### YOUR GOAL
In each of the rows below, replace "gondola cabin" with "cable car" and write the lines out again with nothing else changed. Leave the pictures out.

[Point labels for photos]
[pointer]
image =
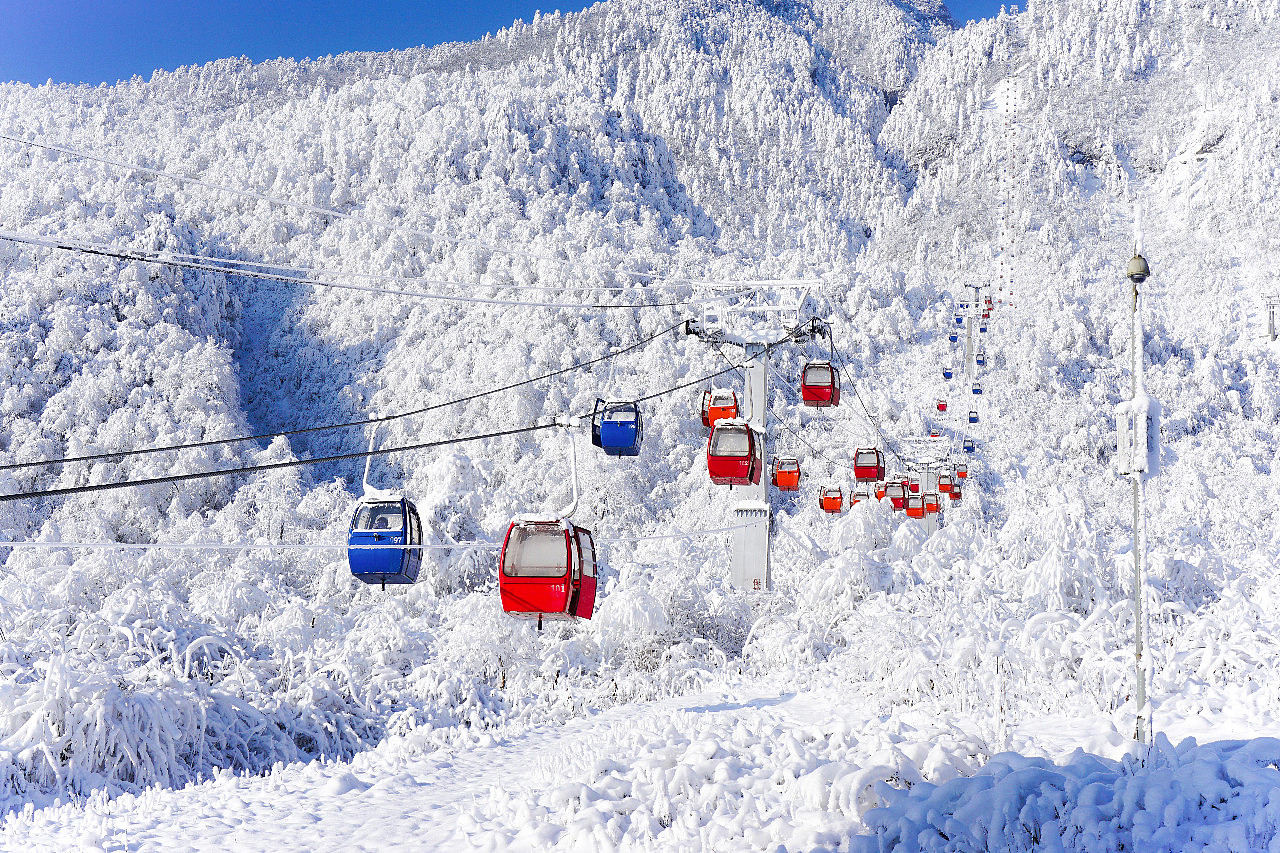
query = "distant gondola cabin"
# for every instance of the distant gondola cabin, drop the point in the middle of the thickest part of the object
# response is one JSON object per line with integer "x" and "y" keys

### REPLY
[pointer]
image =
query = "distant cable car"
# for every instance of the distant cable car, drop the point in the middle of the thickest part of the object
# response is one JSON object per line with integer "x" and "y" keys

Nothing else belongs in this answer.